DO THIS: Could you substitute "image" for "photo" throughout the part of the listing that runs from its start through the line containing "[[93, 320], [553, 245], [594, 189]]", and return those lines with nothing else changed?

Extracted records:
───
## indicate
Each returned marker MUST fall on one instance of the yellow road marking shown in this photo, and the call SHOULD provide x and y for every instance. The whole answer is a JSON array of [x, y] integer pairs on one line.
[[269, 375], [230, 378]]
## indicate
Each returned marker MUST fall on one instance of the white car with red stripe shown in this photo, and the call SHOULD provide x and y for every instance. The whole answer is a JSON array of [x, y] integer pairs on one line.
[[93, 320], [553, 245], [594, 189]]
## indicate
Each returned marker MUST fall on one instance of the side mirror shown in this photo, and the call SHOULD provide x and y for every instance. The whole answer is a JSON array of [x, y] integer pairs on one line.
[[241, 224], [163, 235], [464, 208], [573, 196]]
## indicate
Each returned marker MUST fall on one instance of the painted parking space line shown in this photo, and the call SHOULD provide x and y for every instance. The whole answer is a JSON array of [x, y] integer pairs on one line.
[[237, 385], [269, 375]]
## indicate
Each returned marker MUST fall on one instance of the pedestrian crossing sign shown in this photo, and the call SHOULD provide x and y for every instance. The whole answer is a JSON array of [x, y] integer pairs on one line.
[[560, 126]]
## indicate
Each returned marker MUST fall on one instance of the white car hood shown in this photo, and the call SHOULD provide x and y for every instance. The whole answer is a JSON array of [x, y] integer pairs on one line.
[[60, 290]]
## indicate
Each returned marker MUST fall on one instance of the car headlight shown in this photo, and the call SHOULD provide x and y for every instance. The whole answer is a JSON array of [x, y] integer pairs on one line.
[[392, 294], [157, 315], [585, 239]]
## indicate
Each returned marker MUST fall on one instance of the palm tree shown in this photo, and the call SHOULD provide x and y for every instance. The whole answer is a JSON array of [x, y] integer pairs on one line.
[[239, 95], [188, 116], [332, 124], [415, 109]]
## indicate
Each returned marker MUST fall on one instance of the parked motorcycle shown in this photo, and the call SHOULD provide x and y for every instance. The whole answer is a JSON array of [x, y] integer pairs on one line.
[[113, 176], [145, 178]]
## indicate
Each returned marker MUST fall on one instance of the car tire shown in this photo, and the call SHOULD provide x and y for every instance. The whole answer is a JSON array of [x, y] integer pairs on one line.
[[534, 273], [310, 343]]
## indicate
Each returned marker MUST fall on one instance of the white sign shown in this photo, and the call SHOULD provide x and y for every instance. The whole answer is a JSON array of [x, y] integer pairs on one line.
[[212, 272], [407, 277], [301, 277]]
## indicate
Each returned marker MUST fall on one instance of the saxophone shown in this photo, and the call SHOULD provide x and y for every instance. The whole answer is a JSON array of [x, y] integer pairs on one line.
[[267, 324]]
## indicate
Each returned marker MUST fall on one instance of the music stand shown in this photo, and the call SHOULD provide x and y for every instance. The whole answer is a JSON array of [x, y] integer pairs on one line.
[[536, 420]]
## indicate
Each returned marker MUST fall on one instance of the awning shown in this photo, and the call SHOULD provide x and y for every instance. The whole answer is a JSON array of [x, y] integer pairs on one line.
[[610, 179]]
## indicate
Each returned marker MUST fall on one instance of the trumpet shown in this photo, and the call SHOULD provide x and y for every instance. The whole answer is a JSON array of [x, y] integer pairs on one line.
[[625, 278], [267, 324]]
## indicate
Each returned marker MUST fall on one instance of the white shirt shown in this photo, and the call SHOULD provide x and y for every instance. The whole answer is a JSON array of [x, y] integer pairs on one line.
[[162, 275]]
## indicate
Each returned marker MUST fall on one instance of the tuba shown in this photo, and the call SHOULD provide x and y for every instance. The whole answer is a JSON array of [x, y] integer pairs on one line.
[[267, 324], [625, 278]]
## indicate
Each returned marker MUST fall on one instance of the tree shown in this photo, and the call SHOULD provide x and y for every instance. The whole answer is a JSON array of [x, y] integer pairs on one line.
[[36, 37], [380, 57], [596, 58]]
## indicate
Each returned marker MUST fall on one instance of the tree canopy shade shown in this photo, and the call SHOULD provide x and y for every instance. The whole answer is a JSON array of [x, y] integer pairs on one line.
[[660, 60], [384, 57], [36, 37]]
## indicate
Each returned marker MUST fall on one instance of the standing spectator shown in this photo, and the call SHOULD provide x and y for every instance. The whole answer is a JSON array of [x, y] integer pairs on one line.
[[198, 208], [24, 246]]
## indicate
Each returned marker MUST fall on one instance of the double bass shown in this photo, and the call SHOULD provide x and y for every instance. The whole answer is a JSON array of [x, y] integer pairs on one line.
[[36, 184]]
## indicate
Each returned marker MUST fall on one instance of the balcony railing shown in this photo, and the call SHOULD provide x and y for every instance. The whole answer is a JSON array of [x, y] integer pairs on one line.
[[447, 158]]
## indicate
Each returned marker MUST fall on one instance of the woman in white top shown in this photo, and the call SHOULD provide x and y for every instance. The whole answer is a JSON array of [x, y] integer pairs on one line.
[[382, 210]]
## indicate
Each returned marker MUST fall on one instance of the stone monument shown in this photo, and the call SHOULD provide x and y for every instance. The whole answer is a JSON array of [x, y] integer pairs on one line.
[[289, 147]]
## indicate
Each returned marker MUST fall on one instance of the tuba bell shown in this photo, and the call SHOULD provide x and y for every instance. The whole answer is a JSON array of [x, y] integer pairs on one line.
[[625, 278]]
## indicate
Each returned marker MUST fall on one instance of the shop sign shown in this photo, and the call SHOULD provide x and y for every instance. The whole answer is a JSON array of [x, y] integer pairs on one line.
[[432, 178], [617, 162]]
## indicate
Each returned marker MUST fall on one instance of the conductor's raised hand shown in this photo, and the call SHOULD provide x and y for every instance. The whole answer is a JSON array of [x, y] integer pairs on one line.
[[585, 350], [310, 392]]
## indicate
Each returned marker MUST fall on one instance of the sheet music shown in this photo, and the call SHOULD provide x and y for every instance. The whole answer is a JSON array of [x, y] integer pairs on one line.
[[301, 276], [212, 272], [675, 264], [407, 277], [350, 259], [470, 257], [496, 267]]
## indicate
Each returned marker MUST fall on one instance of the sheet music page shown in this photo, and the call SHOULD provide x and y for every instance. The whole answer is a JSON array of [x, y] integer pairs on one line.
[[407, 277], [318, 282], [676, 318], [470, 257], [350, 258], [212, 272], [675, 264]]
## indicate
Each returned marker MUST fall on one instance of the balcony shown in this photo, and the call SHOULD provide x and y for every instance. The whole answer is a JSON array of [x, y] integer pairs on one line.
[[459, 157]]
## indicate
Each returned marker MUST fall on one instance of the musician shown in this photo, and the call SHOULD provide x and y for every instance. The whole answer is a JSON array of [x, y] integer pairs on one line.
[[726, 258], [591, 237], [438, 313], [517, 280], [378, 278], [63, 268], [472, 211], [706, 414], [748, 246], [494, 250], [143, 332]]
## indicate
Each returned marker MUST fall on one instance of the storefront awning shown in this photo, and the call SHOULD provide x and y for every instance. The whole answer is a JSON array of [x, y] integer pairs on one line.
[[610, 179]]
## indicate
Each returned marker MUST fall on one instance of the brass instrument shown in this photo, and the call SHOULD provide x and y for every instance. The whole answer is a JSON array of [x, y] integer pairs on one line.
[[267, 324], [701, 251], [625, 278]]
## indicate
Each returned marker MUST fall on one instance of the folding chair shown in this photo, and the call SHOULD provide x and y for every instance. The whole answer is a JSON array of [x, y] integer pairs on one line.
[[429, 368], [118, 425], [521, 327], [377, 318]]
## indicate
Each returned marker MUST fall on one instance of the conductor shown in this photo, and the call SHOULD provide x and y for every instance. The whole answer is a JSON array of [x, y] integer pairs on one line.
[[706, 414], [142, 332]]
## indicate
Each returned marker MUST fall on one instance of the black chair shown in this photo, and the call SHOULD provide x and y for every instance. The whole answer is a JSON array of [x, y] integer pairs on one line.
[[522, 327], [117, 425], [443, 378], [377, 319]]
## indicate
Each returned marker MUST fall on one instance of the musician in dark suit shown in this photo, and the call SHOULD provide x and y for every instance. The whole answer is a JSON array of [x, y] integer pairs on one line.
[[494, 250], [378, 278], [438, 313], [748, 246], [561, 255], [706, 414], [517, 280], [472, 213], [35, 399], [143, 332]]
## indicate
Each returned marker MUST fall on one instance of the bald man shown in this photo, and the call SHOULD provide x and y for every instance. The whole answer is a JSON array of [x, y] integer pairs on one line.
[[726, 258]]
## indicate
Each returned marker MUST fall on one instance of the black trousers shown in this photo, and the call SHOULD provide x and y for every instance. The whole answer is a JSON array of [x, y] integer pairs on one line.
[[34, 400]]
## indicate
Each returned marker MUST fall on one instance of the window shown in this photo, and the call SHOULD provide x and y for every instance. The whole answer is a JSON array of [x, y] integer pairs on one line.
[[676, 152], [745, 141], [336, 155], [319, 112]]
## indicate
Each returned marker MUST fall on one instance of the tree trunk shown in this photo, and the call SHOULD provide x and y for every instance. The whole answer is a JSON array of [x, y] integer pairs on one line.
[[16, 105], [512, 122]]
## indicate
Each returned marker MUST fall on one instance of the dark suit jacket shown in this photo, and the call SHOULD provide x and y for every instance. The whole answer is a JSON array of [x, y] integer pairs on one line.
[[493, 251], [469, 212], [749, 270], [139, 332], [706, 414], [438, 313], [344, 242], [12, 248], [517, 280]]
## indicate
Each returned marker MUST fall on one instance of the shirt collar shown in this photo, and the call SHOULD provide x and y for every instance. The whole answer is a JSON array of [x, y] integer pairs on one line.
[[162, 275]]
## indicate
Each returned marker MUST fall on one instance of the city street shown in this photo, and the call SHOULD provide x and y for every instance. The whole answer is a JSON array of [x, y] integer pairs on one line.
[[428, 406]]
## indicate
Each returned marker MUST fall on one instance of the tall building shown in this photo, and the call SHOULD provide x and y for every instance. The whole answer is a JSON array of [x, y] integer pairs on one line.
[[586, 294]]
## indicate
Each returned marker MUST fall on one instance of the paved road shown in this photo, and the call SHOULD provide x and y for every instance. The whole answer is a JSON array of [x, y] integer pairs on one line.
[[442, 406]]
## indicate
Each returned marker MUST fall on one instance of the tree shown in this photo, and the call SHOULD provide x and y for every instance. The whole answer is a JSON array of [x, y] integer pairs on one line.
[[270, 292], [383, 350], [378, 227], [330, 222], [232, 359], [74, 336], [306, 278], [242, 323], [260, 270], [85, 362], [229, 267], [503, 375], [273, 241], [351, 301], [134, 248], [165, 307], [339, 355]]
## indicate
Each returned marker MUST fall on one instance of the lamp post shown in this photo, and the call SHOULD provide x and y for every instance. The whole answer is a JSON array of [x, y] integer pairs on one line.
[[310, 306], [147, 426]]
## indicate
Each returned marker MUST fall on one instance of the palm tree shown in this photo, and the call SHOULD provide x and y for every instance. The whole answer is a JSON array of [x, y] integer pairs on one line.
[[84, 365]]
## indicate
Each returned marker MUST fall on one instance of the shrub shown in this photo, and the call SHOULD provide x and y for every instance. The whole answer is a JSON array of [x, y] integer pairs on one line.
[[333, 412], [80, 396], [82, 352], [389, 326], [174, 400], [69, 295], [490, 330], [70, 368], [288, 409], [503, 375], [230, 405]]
───
REPLY:
## indicate
Each returned marker MUST fall on one instance of the yellow road marking shown in this image, and the call SHOULD provide x and y for every instance. The whole answer is a JSON array of [x, y] integer pairs on one line.
[[269, 375], [230, 378]]
## indicate
Each returned marker MUST fall on one instance of the white car with red stripe shown in this image, and the call SHOULD provide x and y for every instance. The whole answer is a JSON array of [x, y] integer pairs on one line.
[[93, 320], [553, 245], [594, 189]]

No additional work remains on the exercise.